Voici le parcours de Piotr Ilitch Nesterenko, qui fut le directeur du premier crématorium de Moscou ....
Il faut dire que le type a eu une vie incroyable : officier blanc enrôlé lors de la Première guerre mondiale, qui sert ensuite pour l'Armée rouge, il survit au crash de son avion alors qu'il combat dans l'armée de Denikine, l'armée blanche en lutte contre les bolcheviques en 1917, passe par plusieurs capitales européennes avant d'émigrer à Paris où il est chauffeur de taxi !
Il fait ensuite le choix incompréhensible, alors qu'il est hors d'atteinte, de retourner à Moscou, où il devient directeur du Crématorium Donskoï.

Est-ce que ce Crématorium a existé? oui!
Ouvert en 1927 dans l'église inachevée Saint-Séraphin-de-Sarov, bordée par le cimetière Donskoï, le dôme de l'église est ainsi remplacé par une cheminée de vingt mètres de haut, les fours crématoires sont installés par la société Topf and Sons... société allemande qui construira ensuite les fours des camps de concentration... les nazis n'ont pas eu le monopole de la crémation.

Sacha Filipenko a retrouvé le dossier de Nesterenko, lu ses interrogatoires, et restitue à travers son destin l'ironie stalinienne ... C'était chacun son tour.
Nesterenko est ainsi arrêté le 23 juin 1941, accusé d'espionnage selon l'article 58 pour « activité contre-révolutionnaire », retenu à la prison de Saratov, où il subit des mois d'interrogatoires. Son but, comme Shéhérazade, est de maintenir l'intérêt de son enquêteur pour prolonger sa vie. Au fil des échanges avec Perepelitsa, c'est toute la machine qui est révélée, les incinérations de jour, et les incinérations nocturnes, celles qu'on doit cacher, qui ne doivent pas laisser de traces : les fusillés et toutes les victimes de la « Grande terreur » et parfois aussi leurs bourreaux... dans le système du « petit père du peuple », nul n'est à l'abri.
Nesterenko est le grand nettoyeur en chef : « J'ai incinéré tout un pays... », « Je règne sur Moscou tel Charon ».

• • • • •

* Travail demandé
a – Transcrivez le passage du texte sur Nesterenko en commençant par « Voici le parcours » et en poursuivant jusqu'à « du Crématorium Donskoï. ».
b – Résumez en deux phrases le texte consacré à Piotr Ilitch Nesterenko.

* Données brutes
• • • • •

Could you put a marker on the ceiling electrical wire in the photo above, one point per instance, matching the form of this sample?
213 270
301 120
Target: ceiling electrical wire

• • • • •

* Corrigé
a –
Voici le parcours de Piotr Ilitch Nesterenko, qui fut le directeur du premier crématorium de Moscou ....
Il faut dire que le type a eu une vie incroyable : officier blanc enrôlé lors de la Première guerre mondiale, qui sert ensuite pour l'Armée rouge, il survit au crash de son avion alors qu'il combat dans l'armée de Denikine, l'armée blanche en lutte contre les bolcheviques en 1917, passe par plusieurs capitales européennes avant d'émigrer à Paris où il est chauffeur de taxi !
Il fait ensuite le choix incompréhensible, alors qu'il est hors d'atteinte, de retourner à Moscou, où il devient directeur du Crématorium Donskoï.

b – Ancien officier blanc passé par l'Armée rouge puis émigré à Paris comme chauffeur de taxi, Piotr Ilitch Nesterenko revient à Moscou et devient directeur du Crématorium Donskoï, ouvert en 1927 dans une église inachevée. Arrêté le 23 juin 1941 et interrogé pendant des mois à la prison de Saratov, il cherche à prolonger sa vie en maintenant l'intérêt de son enquêteur, et leurs échanges révèlent les incinérations nocturnes des victimes de la « Grande terreur ».